Extract.
:::

The operator's shares were down 32 per cent on Tuesday after a report by Muddy Waters said NMC's financial statements suggest potential overpayment for assets, inflated cash balances and understated debt.

NMC Health, one of the leading private healthcare operators from the region with a network of clinics, hospitals, fertility centres and long-term care homes hospitals across 19 countries is the latest target of short-seller Carson Block's Muddy Waters Capital.

Short-sellers borrow shares, pay the lender a fee and sell them on, betting that the price will fall before buying them back and returning them to the original lender – pocketing the difference, minus the fee.

NMC "understands its regulatory disclosure obligations," and has already responded to many of the allegations made in the report over the past year, it said on Wednesday, a day after the company lost £1.8 billion (Dh8.66bn) in market value in a one trading session.

“NMC will review the assertions, insinuations and accusations made in the report, which appear principally unfounded, baseless and misleading, containing many errors of fact, and will respond in detail in due course,” the healthcare operator said.

:::

Work request 1. In the NMC Health article, by how much did the operator's shares fall on Tuesday?
Work request 2. Echo the NMC Health article from "The operator's shares" up to and including "and understated debt.".
Work request 3. Condense the paragraph of the NMC Health article that begins "Short-sellers borrow shares" into one shorter sentence that keeps its main facts.
The listing that comes next is drawn from a separate source, unrelated to the NMC Health article.

:::

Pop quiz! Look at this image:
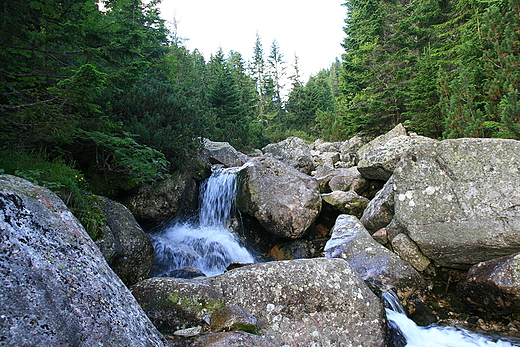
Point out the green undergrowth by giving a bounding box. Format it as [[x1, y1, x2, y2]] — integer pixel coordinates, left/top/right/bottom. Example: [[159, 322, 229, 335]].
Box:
[[0, 150, 105, 240]]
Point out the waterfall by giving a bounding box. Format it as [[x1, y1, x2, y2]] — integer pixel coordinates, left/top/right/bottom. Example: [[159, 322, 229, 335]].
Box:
[[150, 168, 254, 276], [383, 291, 518, 347]]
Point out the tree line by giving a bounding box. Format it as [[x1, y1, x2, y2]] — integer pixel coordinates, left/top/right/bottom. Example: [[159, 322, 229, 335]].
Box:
[[0, 0, 520, 237], [339, 0, 520, 139]]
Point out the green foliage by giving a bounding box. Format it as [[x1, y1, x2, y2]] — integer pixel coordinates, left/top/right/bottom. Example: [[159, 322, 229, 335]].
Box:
[[0, 150, 105, 240], [339, 0, 520, 138], [80, 131, 169, 190]]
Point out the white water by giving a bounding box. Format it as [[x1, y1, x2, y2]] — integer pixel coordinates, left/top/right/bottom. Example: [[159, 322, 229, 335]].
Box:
[[151, 169, 254, 276], [383, 291, 518, 347]]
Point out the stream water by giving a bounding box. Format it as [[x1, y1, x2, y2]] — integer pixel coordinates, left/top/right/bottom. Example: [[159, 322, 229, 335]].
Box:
[[150, 169, 255, 276], [383, 291, 520, 347], [150, 168, 520, 347]]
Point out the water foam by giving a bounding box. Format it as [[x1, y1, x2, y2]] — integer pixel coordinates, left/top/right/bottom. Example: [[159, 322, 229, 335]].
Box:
[[150, 169, 255, 276]]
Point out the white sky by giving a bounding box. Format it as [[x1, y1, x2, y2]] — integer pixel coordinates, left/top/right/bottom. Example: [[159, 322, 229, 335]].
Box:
[[160, 0, 346, 79]]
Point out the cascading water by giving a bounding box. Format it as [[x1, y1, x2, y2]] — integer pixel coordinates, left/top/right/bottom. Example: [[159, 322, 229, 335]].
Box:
[[383, 291, 519, 347], [150, 168, 255, 276]]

:::

Response area 1. They fell 32 per cent.

Response area 2.
The operator's shares were down 32 per cent on Tuesday after a report by Muddy Waters said NMC's financial statements suggest potential overpayment for assets, inflated cash balances and understated debt.

Response area 3. Short-sellers borrow shares for a fee and sell them, betting that the price will fall so they can buy them back cheaper, return them to the lender and keep the difference minus the fee.